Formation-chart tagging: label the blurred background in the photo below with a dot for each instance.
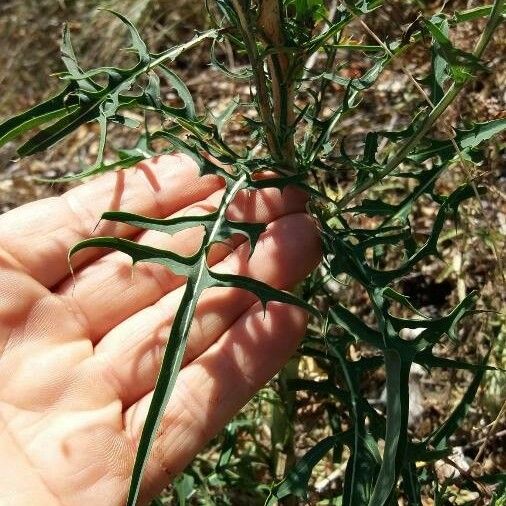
(30, 32)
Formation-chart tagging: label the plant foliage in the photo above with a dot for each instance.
(295, 138)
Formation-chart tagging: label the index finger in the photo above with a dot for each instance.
(39, 235)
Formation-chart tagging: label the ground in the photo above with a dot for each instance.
(471, 256)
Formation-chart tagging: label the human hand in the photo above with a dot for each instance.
(78, 363)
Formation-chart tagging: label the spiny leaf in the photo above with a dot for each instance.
(297, 479)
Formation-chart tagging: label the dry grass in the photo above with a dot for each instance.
(29, 38)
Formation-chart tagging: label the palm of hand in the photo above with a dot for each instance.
(78, 363)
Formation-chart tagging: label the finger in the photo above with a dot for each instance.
(130, 355)
(108, 291)
(38, 235)
(212, 388)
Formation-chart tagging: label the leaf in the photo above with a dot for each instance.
(296, 481)
(440, 435)
(60, 105)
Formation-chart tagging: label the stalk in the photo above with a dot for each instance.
(443, 104)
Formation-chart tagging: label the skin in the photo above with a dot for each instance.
(79, 358)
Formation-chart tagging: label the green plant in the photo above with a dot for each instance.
(292, 133)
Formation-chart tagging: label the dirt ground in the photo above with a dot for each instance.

## BRIEF
All of the entries above are to be written out exactly, with no pictures.

## WRITTEN ANSWER
Formation-chart tagging: label the blurred background in the photo below with a dot for each instance.
(30, 32)
Formation-chart tagging: label the plant foliage in the photo above with a dot for each instance.
(295, 138)
Formation-chart tagging: label the index finger in the photo above with a dot for each instance.
(39, 235)
Formation-chart tagging: label the ground in the photo above with a dot for each instance.
(471, 256)
Formation-chart tagging: label the human hand in the photo above with a dot for each instance.
(78, 363)
Formation-chart tagging: label the spiny leaf in the photo above with a dot for each instance.
(297, 479)
Formation-chart tagging: label the dry grass in the photo above with a dot for each instance.
(29, 38)
Formation-chart tagging: label the palm of hand in the photo above with a dot for each instance.
(78, 363)
Formation-chart tagging: label the finger in the photo above with a dot for each instance.
(130, 355)
(108, 291)
(38, 235)
(212, 388)
Formation-chart tagging: label the leaf in the photo above with a dot for each instance.
(296, 481)
(440, 435)
(60, 105)
Formation-chart tagging: label the stalk in the photo above with a dot for each instance.
(443, 104)
Formation-chart tagging: label the skin in the photo above with a dot for each instance.
(79, 358)
Formation-chart tagging: label the green plant in the photo above with a dot for each instance.
(292, 133)
Formation-chart tagging: label the dirt ground in the photo above with a dot for each instance.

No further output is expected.